◆ Exercise requirements: Below are some entries; write out each one of them exactly.

◆ Supplied data:

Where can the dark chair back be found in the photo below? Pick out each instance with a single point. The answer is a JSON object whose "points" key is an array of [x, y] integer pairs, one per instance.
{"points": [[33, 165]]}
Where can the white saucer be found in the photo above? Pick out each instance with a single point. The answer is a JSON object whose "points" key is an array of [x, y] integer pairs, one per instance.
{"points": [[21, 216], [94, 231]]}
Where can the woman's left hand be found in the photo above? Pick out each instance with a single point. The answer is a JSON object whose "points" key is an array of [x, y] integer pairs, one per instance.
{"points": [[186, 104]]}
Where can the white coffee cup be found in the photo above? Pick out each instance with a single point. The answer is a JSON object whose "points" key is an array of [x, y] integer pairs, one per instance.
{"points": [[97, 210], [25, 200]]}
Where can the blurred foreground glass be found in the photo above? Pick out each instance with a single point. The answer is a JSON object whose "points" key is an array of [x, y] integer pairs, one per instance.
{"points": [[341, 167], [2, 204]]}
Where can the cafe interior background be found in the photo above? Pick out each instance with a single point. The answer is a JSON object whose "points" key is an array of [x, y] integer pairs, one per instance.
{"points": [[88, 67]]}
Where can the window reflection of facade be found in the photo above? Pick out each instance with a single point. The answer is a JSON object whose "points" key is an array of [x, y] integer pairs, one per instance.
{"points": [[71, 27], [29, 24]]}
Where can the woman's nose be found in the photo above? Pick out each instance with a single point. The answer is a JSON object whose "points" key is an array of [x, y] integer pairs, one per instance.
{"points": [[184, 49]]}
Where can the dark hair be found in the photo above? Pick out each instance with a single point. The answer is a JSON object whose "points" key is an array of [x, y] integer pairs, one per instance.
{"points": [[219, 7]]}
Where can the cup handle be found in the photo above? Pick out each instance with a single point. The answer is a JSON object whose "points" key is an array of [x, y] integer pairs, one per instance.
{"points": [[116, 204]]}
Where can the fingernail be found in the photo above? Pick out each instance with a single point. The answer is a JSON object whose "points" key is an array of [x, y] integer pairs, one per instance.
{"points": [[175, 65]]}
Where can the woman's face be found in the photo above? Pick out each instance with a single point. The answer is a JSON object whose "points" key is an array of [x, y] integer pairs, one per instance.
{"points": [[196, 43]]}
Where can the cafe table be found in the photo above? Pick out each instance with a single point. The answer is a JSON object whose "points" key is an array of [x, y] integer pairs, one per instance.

◆ Expected output:
Where can the dark chair back be found in the photo below? Pick out each instance with a single point. The answer is a JSON object whose "points" key is an array of [x, y] integer pairs, one per instance.
{"points": [[33, 165]]}
Where can the white saucer be found in the photo above? Pick out each instance with a single point. The answer is a JSON object whose "points" key is an array of [x, y] integer pairs, one per instance.
{"points": [[21, 216], [94, 231]]}
Where can the woman's left hand be found in the photo above? Pick out each instance with a single point. The answer is a JSON object whose "points" key is an array of [x, y] integer pairs, one per instance.
{"points": [[186, 104]]}
Where can the white coffee cup be found in the photo above? Pick out each instance with a single point. The answer is a JSON object whose "points" key is an array of [x, y] integer pairs, one per instance.
{"points": [[97, 210], [25, 200]]}
Where can the blurred foreground glass be found in the photo above? Pick out each instance with a single point. The answer is a JSON object whose "points" key is an array of [x, y] integer pairs, one per instance.
{"points": [[341, 167], [2, 204]]}
Where can the cafe interior background be found in the photo above? Pick out each instance with a single point. The answer is a JSON object whose "points" key is an array of [x, y] integer pairs, one per instance.
{"points": [[88, 67]]}
Where can the window reflection of facade be found in the photo above? Pick out each instance with a single point. The answer is a JSON object whose "points" key is an array of [x, y] integer pairs, one per instance.
{"points": [[71, 27], [29, 24]]}
Where can the woman's nose be found in the photo above? Pick out each instance with a single point. The answer is a JSON object whose "points" key is an array of [x, y] integer pairs, one per instance.
{"points": [[184, 49]]}
Where can the dark hair be found in the photo above? Pick out each instance with a single point. The answer is a JSON object whose "points" key is an array of [x, y] integer pairs, one per instance.
{"points": [[219, 7]]}
Where can the cup handle be found in the photo above? Pick out each instance with a single point. The answer is a JSON object whose "points" key is an array of [x, y] integer pairs, one per instance.
{"points": [[116, 204]]}
Where can the fingernail be found in the photo above? Pick out each instance with a single point. The answer is a JSON object whose "points" key is an array of [x, y] integer pairs, one per instance.
{"points": [[175, 65]]}
Where can the woman's face be found in the photo above? Pick out each instance with a single point. The answer is a JSON object whose "points" key is an array of [x, y] integer pairs, one per instance.
{"points": [[196, 43]]}
Where can the cafe table be found in the photo above? Pick out each instance with a single point. The answer is a JSON object whose "points" key is an array of [x, y] integer pairs, one per instance.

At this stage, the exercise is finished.